◆ **What this task involves**
Once the pictures are removed, restate the data below word for word.

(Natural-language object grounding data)
● ● ●
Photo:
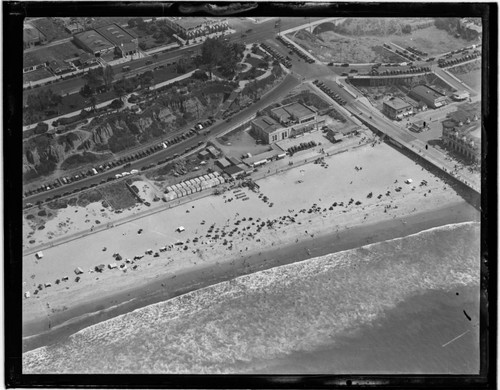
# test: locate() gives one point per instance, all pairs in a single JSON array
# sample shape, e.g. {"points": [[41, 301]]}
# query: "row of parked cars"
{"points": [[286, 61], [294, 49], [125, 161], [329, 92], [443, 63]]}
● ● ●
◆ **Response**
Photo:
# test: locate() gives one point per instance, all pairs in a single JSON array
# sample shape, e.g. {"points": [[41, 301]]}
# query: "row of parked cars"
{"points": [[286, 61], [294, 49], [125, 161], [329, 92], [443, 63]]}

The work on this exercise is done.